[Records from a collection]
::::::::::

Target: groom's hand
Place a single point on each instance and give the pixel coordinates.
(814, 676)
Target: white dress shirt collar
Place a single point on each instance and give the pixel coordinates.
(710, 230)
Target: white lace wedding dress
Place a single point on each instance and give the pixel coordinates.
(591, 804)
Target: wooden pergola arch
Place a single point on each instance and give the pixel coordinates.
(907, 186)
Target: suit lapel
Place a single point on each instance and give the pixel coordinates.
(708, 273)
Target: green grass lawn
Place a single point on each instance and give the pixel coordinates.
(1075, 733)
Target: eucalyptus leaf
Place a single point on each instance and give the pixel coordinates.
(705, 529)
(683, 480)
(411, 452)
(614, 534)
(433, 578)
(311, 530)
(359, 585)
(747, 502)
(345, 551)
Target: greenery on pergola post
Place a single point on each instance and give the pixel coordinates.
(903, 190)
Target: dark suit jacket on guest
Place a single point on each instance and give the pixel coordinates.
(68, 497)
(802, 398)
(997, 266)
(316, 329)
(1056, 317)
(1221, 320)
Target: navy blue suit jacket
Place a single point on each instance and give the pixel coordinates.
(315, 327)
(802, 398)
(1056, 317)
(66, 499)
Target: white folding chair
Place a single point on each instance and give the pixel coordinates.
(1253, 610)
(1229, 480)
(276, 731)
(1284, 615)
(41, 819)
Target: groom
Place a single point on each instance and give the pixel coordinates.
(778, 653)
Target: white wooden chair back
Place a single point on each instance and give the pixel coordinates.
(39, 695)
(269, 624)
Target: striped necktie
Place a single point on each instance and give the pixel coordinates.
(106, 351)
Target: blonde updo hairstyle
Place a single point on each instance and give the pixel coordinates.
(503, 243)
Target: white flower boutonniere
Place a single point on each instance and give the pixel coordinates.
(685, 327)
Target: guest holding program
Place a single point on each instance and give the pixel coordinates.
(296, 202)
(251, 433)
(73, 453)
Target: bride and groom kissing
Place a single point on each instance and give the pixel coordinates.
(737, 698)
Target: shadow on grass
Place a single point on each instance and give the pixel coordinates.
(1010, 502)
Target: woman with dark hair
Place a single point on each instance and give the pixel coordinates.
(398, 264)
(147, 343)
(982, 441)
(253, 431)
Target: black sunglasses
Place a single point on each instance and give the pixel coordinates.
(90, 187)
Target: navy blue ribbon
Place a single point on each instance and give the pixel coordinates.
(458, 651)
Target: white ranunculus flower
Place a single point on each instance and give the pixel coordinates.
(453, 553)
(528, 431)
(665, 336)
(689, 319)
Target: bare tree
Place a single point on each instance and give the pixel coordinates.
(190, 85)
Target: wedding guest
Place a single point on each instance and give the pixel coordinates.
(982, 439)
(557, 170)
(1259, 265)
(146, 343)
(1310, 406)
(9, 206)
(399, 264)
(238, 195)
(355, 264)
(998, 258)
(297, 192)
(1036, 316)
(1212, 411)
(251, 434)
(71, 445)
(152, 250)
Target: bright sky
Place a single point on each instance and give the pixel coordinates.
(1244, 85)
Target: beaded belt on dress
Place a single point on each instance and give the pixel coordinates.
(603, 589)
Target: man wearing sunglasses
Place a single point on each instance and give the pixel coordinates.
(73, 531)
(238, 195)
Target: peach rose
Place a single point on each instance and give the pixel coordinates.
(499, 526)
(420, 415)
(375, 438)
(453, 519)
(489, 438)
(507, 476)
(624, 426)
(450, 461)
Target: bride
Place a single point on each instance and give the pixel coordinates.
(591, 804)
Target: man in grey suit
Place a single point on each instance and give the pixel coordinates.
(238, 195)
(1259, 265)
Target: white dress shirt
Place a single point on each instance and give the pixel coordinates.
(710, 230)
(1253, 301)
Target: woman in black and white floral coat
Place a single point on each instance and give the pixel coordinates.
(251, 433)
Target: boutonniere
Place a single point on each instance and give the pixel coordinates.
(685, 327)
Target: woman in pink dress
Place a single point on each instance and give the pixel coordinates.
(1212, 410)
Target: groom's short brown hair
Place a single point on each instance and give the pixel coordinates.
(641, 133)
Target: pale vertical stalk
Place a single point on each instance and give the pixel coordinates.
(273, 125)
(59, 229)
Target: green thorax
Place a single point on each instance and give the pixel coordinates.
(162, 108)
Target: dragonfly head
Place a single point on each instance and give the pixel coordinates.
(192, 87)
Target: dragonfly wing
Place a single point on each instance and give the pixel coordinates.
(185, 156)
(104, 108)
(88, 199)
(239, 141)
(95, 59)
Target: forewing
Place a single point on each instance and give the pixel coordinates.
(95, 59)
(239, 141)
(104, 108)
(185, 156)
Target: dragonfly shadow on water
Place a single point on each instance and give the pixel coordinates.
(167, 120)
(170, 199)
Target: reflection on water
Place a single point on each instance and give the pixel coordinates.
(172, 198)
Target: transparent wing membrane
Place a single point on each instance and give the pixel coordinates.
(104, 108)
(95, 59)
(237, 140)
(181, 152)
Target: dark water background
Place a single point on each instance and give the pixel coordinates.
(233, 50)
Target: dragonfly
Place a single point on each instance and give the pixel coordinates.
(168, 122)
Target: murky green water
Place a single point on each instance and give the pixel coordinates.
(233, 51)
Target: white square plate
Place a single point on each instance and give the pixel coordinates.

::::::::::

» What this task involves
Write out exactly the lines of the entries above that run from the line containing "Target: woman in pink dress" through the last line, including both.

» Output of the exercise
Target: woman in pink dress
Place a single point on each instance and give the pixel coordinates.
(1212, 410)
Target: groom's short brown hair
Place a single point on each instance and give the pixel coordinates.
(641, 133)
Target: pale vertical stalk
Place a single point on each instance and give the pixel coordinates.
(273, 125)
(59, 229)
Target: green thorax
Place a single point on each instance and give the pixel coordinates.
(162, 108)
Target: dragonfly head
Place a single point on each instance and give the pixel coordinates.
(192, 87)
Target: dragonfly wing
Place a single point on each instance and give the pixel coordinates.
(185, 156)
(104, 108)
(88, 199)
(239, 141)
(95, 59)
Target: forewing
Place a single point on each instance and give the pixel coordinates.
(95, 59)
(239, 141)
(104, 108)
(185, 156)
Target: dragonfly shadow on water
Place a single point on each instance and give the pixel coordinates.
(167, 120)
(170, 199)
Target: reflection on water
Place a single point on each instance and give the pixel coordinates.
(172, 198)
Target: transparent wing membrane
Place a single point on each instance and give the pixel coordinates.
(104, 108)
(95, 59)
(237, 140)
(181, 152)
Target: dark water background
Place a single point on each instance and give the pixel coordinates.
(233, 50)
Target: dragonfly
Place a single point on each instance and give the pixel coordinates.
(168, 122)
Target: murky green water
Place a single point on each instance and give the pixel coordinates.
(233, 51)
Target: white square plate
Place a single point on each instance and give the pixel coordinates.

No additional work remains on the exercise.